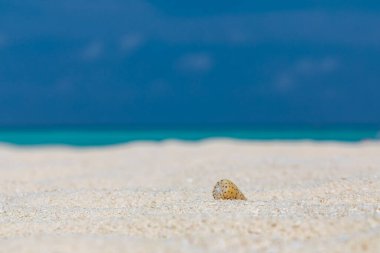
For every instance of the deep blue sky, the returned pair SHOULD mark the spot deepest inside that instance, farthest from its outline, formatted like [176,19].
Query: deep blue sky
[136,62]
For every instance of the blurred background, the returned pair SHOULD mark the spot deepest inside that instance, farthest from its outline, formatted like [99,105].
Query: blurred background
[169,64]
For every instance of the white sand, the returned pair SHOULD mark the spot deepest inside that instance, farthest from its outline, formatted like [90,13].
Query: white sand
[156,197]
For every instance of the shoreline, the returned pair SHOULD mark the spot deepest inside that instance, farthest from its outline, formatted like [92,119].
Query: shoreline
[302,197]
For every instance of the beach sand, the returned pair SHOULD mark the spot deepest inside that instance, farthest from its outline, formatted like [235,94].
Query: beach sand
[157,197]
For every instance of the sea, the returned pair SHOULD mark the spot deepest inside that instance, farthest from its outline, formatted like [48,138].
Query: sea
[106,136]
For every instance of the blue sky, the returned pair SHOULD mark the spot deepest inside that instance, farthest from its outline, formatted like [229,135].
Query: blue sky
[155,62]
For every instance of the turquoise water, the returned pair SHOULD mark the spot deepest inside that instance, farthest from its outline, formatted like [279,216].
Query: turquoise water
[109,137]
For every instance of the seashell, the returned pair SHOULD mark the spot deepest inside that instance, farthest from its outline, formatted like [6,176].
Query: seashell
[226,189]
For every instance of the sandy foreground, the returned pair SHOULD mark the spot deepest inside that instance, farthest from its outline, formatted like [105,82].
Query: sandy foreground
[156,197]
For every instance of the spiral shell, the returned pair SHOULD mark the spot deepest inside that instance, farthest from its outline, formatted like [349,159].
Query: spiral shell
[226,189]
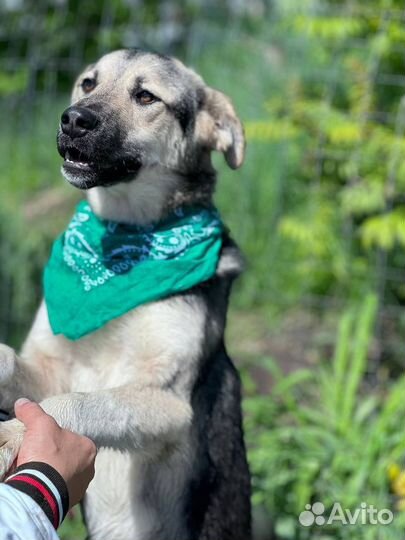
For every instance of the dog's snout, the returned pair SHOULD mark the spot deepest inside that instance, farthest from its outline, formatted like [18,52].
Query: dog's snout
[77,121]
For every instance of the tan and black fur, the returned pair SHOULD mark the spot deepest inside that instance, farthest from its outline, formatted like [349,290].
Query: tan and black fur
[155,389]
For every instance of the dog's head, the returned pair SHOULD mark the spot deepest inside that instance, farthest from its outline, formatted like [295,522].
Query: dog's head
[134,112]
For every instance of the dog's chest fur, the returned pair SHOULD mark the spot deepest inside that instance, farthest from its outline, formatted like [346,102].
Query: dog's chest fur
[156,344]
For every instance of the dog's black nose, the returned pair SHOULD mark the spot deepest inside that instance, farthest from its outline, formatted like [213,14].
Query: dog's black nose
[77,121]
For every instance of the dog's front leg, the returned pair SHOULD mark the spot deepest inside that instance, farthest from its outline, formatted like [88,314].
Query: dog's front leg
[19,378]
[125,418]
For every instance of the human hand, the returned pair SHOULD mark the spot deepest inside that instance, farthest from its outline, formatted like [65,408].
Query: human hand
[70,454]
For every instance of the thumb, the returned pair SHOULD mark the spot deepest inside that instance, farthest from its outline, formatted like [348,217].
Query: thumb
[27,411]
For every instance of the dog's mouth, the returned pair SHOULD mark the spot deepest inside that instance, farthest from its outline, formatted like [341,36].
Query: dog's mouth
[84,171]
[76,159]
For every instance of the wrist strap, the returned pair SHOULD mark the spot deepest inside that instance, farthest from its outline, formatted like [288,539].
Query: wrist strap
[46,486]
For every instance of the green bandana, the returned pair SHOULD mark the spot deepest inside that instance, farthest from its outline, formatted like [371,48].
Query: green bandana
[99,270]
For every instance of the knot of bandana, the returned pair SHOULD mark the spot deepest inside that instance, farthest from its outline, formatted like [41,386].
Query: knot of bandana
[98,269]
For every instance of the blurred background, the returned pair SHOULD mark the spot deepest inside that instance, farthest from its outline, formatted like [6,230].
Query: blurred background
[317,322]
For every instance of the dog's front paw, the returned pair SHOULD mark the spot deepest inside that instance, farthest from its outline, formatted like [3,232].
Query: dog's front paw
[7,363]
[11,436]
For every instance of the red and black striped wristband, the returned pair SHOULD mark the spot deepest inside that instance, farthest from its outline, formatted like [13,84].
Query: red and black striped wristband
[45,486]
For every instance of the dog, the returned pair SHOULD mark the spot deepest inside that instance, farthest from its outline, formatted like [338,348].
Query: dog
[154,388]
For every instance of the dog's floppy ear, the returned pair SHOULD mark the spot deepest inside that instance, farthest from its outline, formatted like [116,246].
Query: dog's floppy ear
[218,127]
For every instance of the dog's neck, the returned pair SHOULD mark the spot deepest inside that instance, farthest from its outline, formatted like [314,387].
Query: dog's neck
[148,198]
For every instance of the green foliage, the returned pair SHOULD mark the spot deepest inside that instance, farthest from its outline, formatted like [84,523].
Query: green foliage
[345,142]
[322,436]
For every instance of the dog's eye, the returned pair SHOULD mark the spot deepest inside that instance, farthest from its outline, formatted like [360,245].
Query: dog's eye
[88,85]
[145,98]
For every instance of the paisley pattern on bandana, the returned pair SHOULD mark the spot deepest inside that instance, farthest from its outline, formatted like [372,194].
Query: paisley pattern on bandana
[100,269]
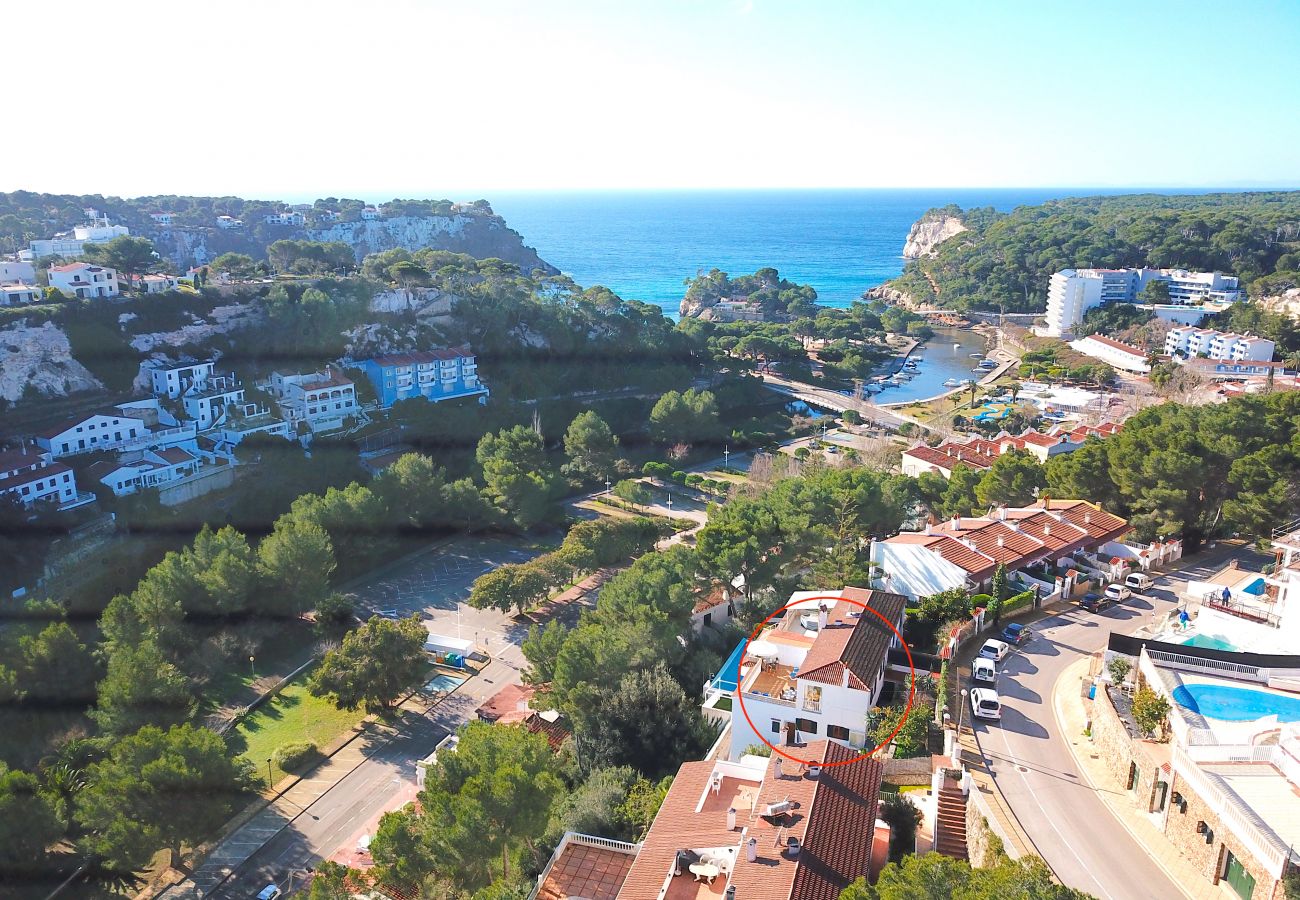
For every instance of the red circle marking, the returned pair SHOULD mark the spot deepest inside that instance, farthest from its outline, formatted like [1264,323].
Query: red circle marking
[911,692]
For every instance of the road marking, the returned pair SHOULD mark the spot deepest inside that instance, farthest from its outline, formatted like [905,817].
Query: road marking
[1014,758]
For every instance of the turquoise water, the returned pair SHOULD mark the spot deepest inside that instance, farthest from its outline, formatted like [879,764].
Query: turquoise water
[442,683]
[1217,701]
[1209,643]
[645,245]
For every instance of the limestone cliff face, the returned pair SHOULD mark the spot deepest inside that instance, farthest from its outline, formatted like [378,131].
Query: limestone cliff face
[893,297]
[928,232]
[480,234]
[40,359]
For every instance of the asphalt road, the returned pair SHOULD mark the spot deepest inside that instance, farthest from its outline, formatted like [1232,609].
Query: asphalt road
[1031,761]
[436,585]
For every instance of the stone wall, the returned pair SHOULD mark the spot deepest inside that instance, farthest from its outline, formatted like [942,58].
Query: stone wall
[1210,859]
[908,771]
[983,847]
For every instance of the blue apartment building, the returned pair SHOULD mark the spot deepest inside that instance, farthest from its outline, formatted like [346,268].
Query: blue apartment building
[434,375]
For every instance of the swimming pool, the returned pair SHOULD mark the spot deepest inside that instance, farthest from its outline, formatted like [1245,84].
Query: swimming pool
[1218,701]
[1209,643]
[443,683]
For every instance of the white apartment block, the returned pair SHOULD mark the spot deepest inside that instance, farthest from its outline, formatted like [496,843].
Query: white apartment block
[1074,291]
[817,674]
[174,380]
[321,399]
[13,293]
[1217,345]
[209,401]
[285,219]
[13,269]
[83,281]
[157,284]
[30,476]
[98,431]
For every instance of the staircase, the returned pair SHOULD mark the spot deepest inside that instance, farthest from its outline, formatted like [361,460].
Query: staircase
[950,822]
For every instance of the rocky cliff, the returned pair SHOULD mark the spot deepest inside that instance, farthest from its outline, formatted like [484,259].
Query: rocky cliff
[38,359]
[928,232]
[480,234]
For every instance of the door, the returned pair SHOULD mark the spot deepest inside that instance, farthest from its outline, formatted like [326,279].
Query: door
[1238,878]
- - - -
#### BRIEF:
Exclude all images and restate the records above word for word.

#### COMPLETE OUTPUT:
For every instance of the deep blue sky, the returned pair SHOULD mark the spot deepest inside that instance, farthest from its outline, formatted like [176,19].
Query: deep blue sky
[136,62]
For every instance of the blurred background, the returned pair SHOULD mark the spot deepest inside that instance, farthest from its outline, formatted like [99,105].
Query: blurred background
[169,64]
For every instance of the white sand, the returned pair SHOULD mark the spot deepest inside that instance, farthest from its outline, formatted like [90,13].
Query: white sand
[156,197]
For every instance of the shoreline, the returned pair SHOULD mark the spot deepest inside that instance, farthest from its outline, formatted like [92,119].
Query: shoreline
[302,197]
For every instance of the beach sand, the returned pair SHOULD mark the spot deepest inside that instance, farthest from its outline, formatted like [235,94].
Query: beach sand
[157,197]
For every instance of the sea, the returned pair SHOULD mark the spot deepest inside that instance, farthest from its outline, formatted like [48,138].
Query: sea
[106,136]
For every instance of the blue sky, the returned pair SHOULD mark the spot deepest inside that instance, farthest from its outline, formatted like [229,135].
Query: blue sky
[155,62]
For every instance of the turquoise water, the returned pair SHOULD mark the spot deepest inside that instance, farthest from its outline, formatted like [279,216].
Query: turquoise water
[109,137]
For every instance of the seashell, the returned pair SHOULD mark the spot deepest inside that instance, farthest from its outline, formatted like [6,176].
Query: seashell
[226,189]
For every instance of the sandy foreground, the returned pair SHOULD mark the spot deepest inside that instance, farthest from its outline, formatted like [105,82].
Query: sandy foreground
[156,197]
For every instance of the spiral shell, the returned pair SHOULD mark the spot deepest inside that instance, farthest from its outline, formatted like [349,159].
Query: spiral shell
[226,189]
For every instance of the dog's snout, the returned pair SHOULD mark the spot deepest inside that instance, farthest from its outline, formatted like [18,52].
Query: dog's snout
[77,121]
For every instance of the tan and black fur, the returned pair SHOULD mark the spot deepest inside that instance, farthest from its outline, formatted like [349,290].
Query: tan and black fur
[155,389]
For every instance of the dog's head, the returned pair SHOULD mark the spot deepest inside that instance, farthest from its outline, formatted like [295,522].
Query: dog's head
[134,112]
For every instance of the dog's chest fur, the returned pair SHOULD mark the spot deepest inside that instance, farthest from its outline, formatted like [346,102].
Query: dog's chest fur
[156,344]
For every instance of the dog's black nose, the returned pair SHOULD mark the spot deepest inside that instance, farthest from its outline, formatted like [213,14].
Query: dog's black nose
[77,121]
For every instance of the dog's front leg, the returned pair SHOULD mark the spot deepest inside that instance, farthest from its outline, formatted like [88,314].
Query: dog's front leg
[19,378]
[125,418]
For every instance of the human hand, the returned pair SHOULD mark the spot deepest inside that instance, farthest from its outline, formatted like [65,408].
Query: human hand
[70,454]
For every instance of the thumb, the returned pair SHOULD mark the spot deepest inside that instance, farthest from its outline, formatted like [348,217].
Query: thumb
[27,411]
For every instance of the dog's mouth, the returned pair SHOULD mark the spot deepest inside that instance, farthest from its outline, formatted like [341,36].
Query: dog's mouth
[84,171]
[76,159]
For every instance of the wrist strap, the returned pair SHOULD mark the spot deepest inside that instance, farthest from its outline, formatted like [288,539].
Query: wrist strap
[46,486]
For every instance of the green bandana, the returned pair SHOULD mark the spot deepest inside that instance, farthest from its outline, formatted like [371,48].
Query: green bandana
[99,270]
For every instance of the knot of bandana, the returned pair SHOULD mark the spot deepest inside that instance, farthest from its outline, formatted like [41,386].
Query: knot of bandana
[98,269]
For every instance of the blurred background, the returned pair SHOULD mark the spot deepest inside that instance, farthest from its outline, formatted like [6,230].
Query: blurred background
[317,322]
For every instance of the dog's front paw, the returned pair SHOULD mark the spot deepest inside that instance, farthest from its outline, formatted like [3,232].
Query: dog's front paw
[7,363]
[11,436]
For every instance of the red and black striped wristband, the returned pair SHOULD mark the spot deepest inside that instance, farthest from its outline, formatted like [13,84].
Query: red and black striped wristband
[45,486]
For every instance of the dog, the returned pair SHOULD mark the spot deepest inside that instance, farthest from its outline, formatted like [338,348].
Query: dog
[154,388]
For every instance of the dog's floppy ear, the returned pair SHOULD mark the spot deepest inside that instance, farthest from its outline, formatted like [116,246].
Query: dog's floppy ear
[218,127]
For every instance of the dog's neck, the returned pair SHOULD mark the spot deepest inside that instance, farthest from its outline, formatted like [314,387].
Query: dog's neck
[148,198]
For every instance of the green foliage, the returned pair SHOULD mark the spot deepest inside that instance, farthest from its outline, formatted like [84,523].
Query: green foliage
[345,142]
[322,436]
For every instance of the dog's eye, the returned pair SHOULD mark the spot deepest inside that instance, farthest from its outline, formatted like [360,245].
Query: dog's eye
[88,85]
[145,98]
For every instance of the paisley pattern on bandana, the returned pair SHOULD mark the spot deepest inside that instance, farthest from its outline, formatted like [372,194].
Query: paisley pattern on bandana
[100,269]
For every instance of the red circle marking, the returned pair SHOULD mark the spot deepest inside that instance, farthest from its outline, formatted like [1264,323].
Query: red circle marking
[911,692]
For every instance of the road marking, the returned pair SHOULD mark the spot deepest inside that instance, farthest from its outline, formatted like [905,817].
Query: road marking
[1014,758]
For every instance of the turquoise water, the returned pair SHOULD mark the spot deepest inside that instance, farthest from its outline, formatted like [879,764].
Query: turquoise water
[442,683]
[1217,701]
[1209,643]
[645,245]
For every instance of the limestone cliff face, the returned pair SHOULD mark the spot deepest inside that instance, farthest from its outline, formatted like [378,131].
Query: limestone cliff face
[893,297]
[928,232]
[480,234]
[40,359]
For every instance of the asphalt road, the returned pair SHOULD mark the spot deepest inside that instance, farthest from its outline, formatted like [1232,609].
Query: asphalt road
[1031,761]
[436,585]
For every instance of the stone wall, the returned pair SHOULD mark the spot deepest inside that instance, farthest from its outline, formatted like [942,58].
Query: stone wall
[1210,859]
[908,771]
[983,847]
For every instance of the blue apartment building, the returned pair SHOULD mark the spot deepest inside that instance, farthest from its outline, formatted like [346,268].
Query: blue apartment building
[434,375]
For every instance of the swimming pool, the returned pair SHOULD mark the spot deepest inside that instance, farthest from its outline, formatted like [1245,84].
Query: swimming pool
[1218,701]
[1209,643]
[443,683]
For every instance of the white apartment block, the returned pair SHOULD mark the spot deepest inside that instance, farthest from its outline, formatted like [496,843].
Query: white apartment block
[1074,291]
[817,674]
[174,380]
[321,399]
[13,293]
[1217,345]
[209,401]
[285,219]
[13,269]
[83,281]
[157,284]
[30,476]
[98,431]
For every instance of the staircase, the returned pair SHOULD mark the spot deepest inside that instance, farthest from its outline, formatted like [361,460].
Query: staircase
[950,822]
For every instance of the rocky cliff, the returned pair SHOULD mark the spot deepest inside that instance, farthest from its outline, formatted like [484,259].
Query: rocky cliff
[38,359]
[928,232]
[480,234]
For every instance of the door, the returned pair SHOULD mark the spot deepest inside that instance, farthest from its outline, formatted like [326,279].
Query: door
[1238,878]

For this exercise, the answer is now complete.